_Exercise_
Please produce a character-exact copy of the listing that follows, omitting all images.

○ ○ ○ ○ ○ ○ ○

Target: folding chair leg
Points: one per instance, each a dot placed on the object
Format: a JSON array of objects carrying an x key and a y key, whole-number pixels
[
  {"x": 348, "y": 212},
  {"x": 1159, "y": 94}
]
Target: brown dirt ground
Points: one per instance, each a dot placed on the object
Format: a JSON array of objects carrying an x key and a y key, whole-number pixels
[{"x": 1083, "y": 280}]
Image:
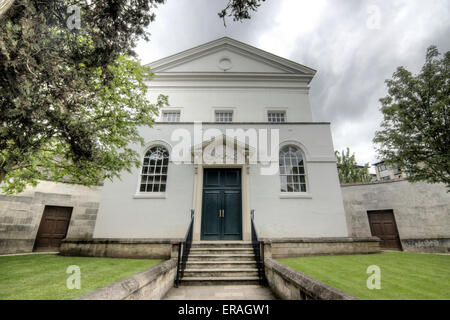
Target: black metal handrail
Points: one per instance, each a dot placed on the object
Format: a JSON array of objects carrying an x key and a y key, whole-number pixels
[
  {"x": 258, "y": 249},
  {"x": 184, "y": 248}
]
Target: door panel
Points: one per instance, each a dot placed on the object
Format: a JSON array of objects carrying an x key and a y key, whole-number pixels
[
  {"x": 232, "y": 215},
  {"x": 53, "y": 228},
  {"x": 222, "y": 193},
  {"x": 383, "y": 226},
  {"x": 212, "y": 206}
]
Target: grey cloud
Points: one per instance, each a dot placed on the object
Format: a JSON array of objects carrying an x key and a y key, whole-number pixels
[{"x": 352, "y": 60}]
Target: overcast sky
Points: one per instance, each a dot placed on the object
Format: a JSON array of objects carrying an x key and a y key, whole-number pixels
[{"x": 354, "y": 44}]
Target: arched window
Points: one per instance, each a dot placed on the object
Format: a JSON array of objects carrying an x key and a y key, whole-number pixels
[
  {"x": 292, "y": 170},
  {"x": 154, "y": 170}
]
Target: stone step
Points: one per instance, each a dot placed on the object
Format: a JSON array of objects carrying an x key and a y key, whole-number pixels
[
  {"x": 205, "y": 281},
  {"x": 221, "y": 264},
  {"x": 222, "y": 273},
  {"x": 222, "y": 244},
  {"x": 223, "y": 250},
  {"x": 220, "y": 257}
]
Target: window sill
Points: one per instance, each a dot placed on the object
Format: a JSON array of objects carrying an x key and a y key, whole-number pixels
[
  {"x": 150, "y": 196},
  {"x": 295, "y": 195}
]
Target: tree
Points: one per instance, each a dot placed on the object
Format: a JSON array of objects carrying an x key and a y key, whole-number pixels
[
  {"x": 71, "y": 101},
  {"x": 348, "y": 169},
  {"x": 239, "y": 9},
  {"x": 72, "y": 98},
  {"x": 415, "y": 131}
]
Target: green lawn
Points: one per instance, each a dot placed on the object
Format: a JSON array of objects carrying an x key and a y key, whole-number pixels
[
  {"x": 404, "y": 276},
  {"x": 32, "y": 277}
]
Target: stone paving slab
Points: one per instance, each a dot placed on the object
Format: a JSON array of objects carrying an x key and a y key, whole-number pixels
[{"x": 230, "y": 292}]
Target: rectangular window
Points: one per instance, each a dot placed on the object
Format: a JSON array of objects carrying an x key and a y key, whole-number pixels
[
  {"x": 276, "y": 116},
  {"x": 171, "y": 116},
  {"x": 224, "y": 116}
]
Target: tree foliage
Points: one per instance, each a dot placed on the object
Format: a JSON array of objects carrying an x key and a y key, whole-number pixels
[
  {"x": 72, "y": 98},
  {"x": 71, "y": 101},
  {"x": 348, "y": 169},
  {"x": 415, "y": 131},
  {"x": 239, "y": 9}
]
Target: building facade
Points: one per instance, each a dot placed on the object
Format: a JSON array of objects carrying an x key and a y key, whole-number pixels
[{"x": 237, "y": 137}]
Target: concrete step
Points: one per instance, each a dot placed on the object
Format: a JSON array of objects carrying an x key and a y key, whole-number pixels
[
  {"x": 221, "y": 273},
  {"x": 220, "y": 257},
  {"x": 222, "y": 250},
  {"x": 221, "y": 264},
  {"x": 215, "y": 281},
  {"x": 222, "y": 244}
]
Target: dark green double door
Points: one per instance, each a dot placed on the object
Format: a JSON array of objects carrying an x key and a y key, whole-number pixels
[{"x": 222, "y": 205}]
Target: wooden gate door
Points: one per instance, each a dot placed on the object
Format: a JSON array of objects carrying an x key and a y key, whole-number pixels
[
  {"x": 222, "y": 205},
  {"x": 383, "y": 226},
  {"x": 53, "y": 228}
]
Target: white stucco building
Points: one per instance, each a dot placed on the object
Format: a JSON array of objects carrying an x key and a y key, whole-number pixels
[{"x": 228, "y": 96}]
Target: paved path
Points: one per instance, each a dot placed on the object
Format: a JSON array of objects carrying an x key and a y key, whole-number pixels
[{"x": 231, "y": 292}]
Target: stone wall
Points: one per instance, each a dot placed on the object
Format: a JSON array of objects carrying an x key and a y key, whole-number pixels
[
  {"x": 20, "y": 215},
  {"x": 301, "y": 247},
  {"x": 421, "y": 210},
  {"x": 289, "y": 284},
  {"x": 121, "y": 248},
  {"x": 151, "y": 284}
]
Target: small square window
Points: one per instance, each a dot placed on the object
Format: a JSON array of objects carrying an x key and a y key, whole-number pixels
[
  {"x": 276, "y": 116},
  {"x": 224, "y": 116},
  {"x": 171, "y": 116}
]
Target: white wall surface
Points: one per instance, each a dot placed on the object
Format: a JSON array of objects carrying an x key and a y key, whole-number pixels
[
  {"x": 250, "y": 105},
  {"x": 321, "y": 214}
]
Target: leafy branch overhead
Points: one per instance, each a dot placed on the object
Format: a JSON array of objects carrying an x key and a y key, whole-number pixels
[
  {"x": 72, "y": 100},
  {"x": 239, "y": 9},
  {"x": 415, "y": 132}
]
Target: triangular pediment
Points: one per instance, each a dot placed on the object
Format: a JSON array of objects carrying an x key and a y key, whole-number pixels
[
  {"x": 227, "y": 55},
  {"x": 222, "y": 150}
]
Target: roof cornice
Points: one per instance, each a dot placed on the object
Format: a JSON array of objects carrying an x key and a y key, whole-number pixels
[{"x": 233, "y": 45}]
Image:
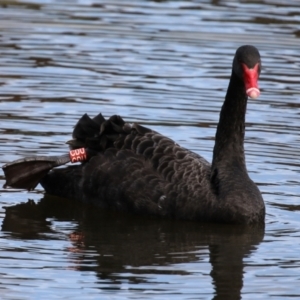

○ ○ ○ ○ ○ ○ ○

_Reply to the exercise_
Target: folding chair leg
Points: one per instance, each a dot placed on the object
Format: a JSON array of objects carrying an x key and a y key, whole-number pixels
[
  {"x": 348, "y": 212},
  {"x": 1159, "y": 94}
]
Target: brown dirt ground
Points: one per instance, each a dot placed on the object
Format: a JSON array of objects carrying an x key and a y key, whole-number pixels
[{"x": 1083, "y": 280}]
Image:
Target: black metal handrail
Points: one per instance, each a dot placed on the object
Format: a JSON array of objects carrying an x key and a y key, whole-number pixels
[
  {"x": 258, "y": 249},
  {"x": 184, "y": 248}
]
Target: door panel
Points: one per instance, each a dot placed on the object
Format: a JSON array of objects carrying an x key and a y key, whole-number pixels
[
  {"x": 232, "y": 215},
  {"x": 53, "y": 228},
  {"x": 222, "y": 193},
  {"x": 383, "y": 226},
  {"x": 212, "y": 206}
]
Target: grey cloud
Points: one per instance, each a dot placed on the object
Format: a JSON array of objects carrying an x key and a y key, whole-number pixels
[{"x": 352, "y": 60}]
Target: overcast sky
Points: one per instance, each a dot placed on the object
Format: a JSON array of objects carrying an x key and a y key, whole-number pixels
[{"x": 354, "y": 44}]
Target: arched window
Points: one per instance, each a dot placed on the object
Format: a JSON array of objects carrying an x key and a y key, whole-number pixels
[
  {"x": 292, "y": 170},
  {"x": 154, "y": 170}
]
Target: stone step
Points: one per instance, each a dot placed on the object
Format: a JSON array of objects carrying an x key and a y key, whole-number pixels
[
  {"x": 205, "y": 281},
  {"x": 221, "y": 264},
  {"x": 222, "y": 273},
  {"x": 222, "y": 244},
  {"x": 223, "y": 250},
  {"x": 220, "y": 257}
]
Target: window sill
Points: one per instance, each a dot placed on the object
Format: a JSON array of objects carrying an x key and a y key, whole-number pixels
[
  {"x": 150, "y": 196},
  {"x": 295, "y": 195}
]
Target: tree
Points: one per instance, each a dot placed on the object
Format: a JSON array of objects carrying an x key and a y key, whole-number pixels
[
  {"x": 71, "y": 101},
  {"x": 348, "y": 169},
  {"x": 239, "y": 9},
  {"x": 72, "y": 98},
  {"x": 415, "y": 131}
]
Target: green lawn
Points: one per instance, each a dot placed on the object
Format: a JSON array of objects carrying an x key and a y key, whole-number pixels
[
  {"x": 404, "y": 276},
  {"x": 32, "y": 277}
]
Target: stone paving slab
Points: one per instance, each a dot placed on the object
Format: a JSON array of objects carrying an x key and a y key, whole-number pixels
[{"x": 230, "y": 292}]
Target: rectangular window
Points: one per instance, each a dot placed on the object
Format: a JSON array of objects carrying an x key and a y key, whole-number pixels
[
  {"x": 276, "y": 116},
  {"x": 171, "y": 116},
  {"x": 224, "y": 116}
]
Target: tree foliage
Points: one per instance, each a dot placed on the object
Format: a JSON array of objects carrying an x key and a y key, whole-number pixels
[
  {"x": 72, "y": 98},
  {"x": 71, "y": 101},
  {"x": 348, "y": 169},
  {"x": 415, "y": 131},
  {"x": 239, "y": 9}
]
Target: building facade
Points: one per instance, each a dot placed on the object
Format: a JSON array of objects carrying an x key and a y key, whole-number pixels
[{"x": 237, "y": 137}]
Target: concrete step
Points: one per instance, each a dot placed on the object
Format: a JSON array of objects carrying an x key and a y key, whole-number pixels
[
  {"x": 221, "y": 273},
  {"x": 220, "y": 257},
  {"x": 222, "y": 250},
  {"x": 221, "y": 264},
  {"x": 215, "y": 281},
  {"x": 222, "y": 244}
]
Target: dark green double door
Points: one per instance, each a dot placed on the object
Format: a JSON array of objects carrying an x key and a y key, whole-number pixels
[{"x": 222, "y": 205}]
Target: wooden gate door
Points: one per instance, each a dot placed on the object
Format: a JSON array of objects carrying an x key and a y key, whole-number pixels
[
  {"x": 222, "y": 205},
  {"x": 383, "y": 226},
  {"x": 53, "y": 228}
]
Target: white stucco building
Points: one per instance, each a dot placed on the object
Format: a JSON array of objects carrying an x key and a y key, whole-number pixels
[{"x": 228, "y": 96}]
Target: paved path
Points: one per instance, each a dot placed on the object
Format: a JSON array of objects carrying an x key and a y key, whole-number pixels
[{"x": 231, "y": 292}]
Target: stone wall
Points: one per instance, each a dot placed on the object
Format: a JSON array of objects carrying an x key and a y key, whole-number pixels
[
  {"x": 20, "y": 215},
  {"x": 301, "y": 247},
  {"x": 421, "y": 210},
  {"x": 289, "y": 284},
  {"x": 121, "y": 248},
  {"x": 151, "y": 284}
]
Target: small square window
Points: one per instance, each a dot placed on the object
Format: a JSON array of objects carrying an x key and a y key, whole-number pixels
[
  {"x": 276, "y": 116},
  {"x": 224, "y": 116},
  {"x": 171, "y": 116}
]
Target: white wall surface
Points: one per instance, each a dot placed on the object
Format: a JSON array of objects carrying an x key and a y key, whole-number pixels
[
  {"x": 250, "y": 105},
  {"x": 321, "y": 214}
]
Target: leafy branch overhead
Points: one per instance, each a dot placed on the object
Format: a JSON array of objects carrying an x key and a y key, whole-number pixels
[
  {"x": 72, "y": 100},
  {"x": 239, "y": 9},
  {"x": 415, "y": 132}
]
Target: triangular pediment
Points: one per instance, each a dot placed on the object
Format: a JSON array of objects carrying an x key and a y key, whole-number pixels
[
  {"x": 227, "y": 55},
  {"x": 222, "y": 150}
]
Target: roof cornice
Points: one per instance, each a dot placed on the object
Format: a JSON array of objects carrying an x key and a y key, whole-number pixels
[{"x": 233, "y": 45}]
Image:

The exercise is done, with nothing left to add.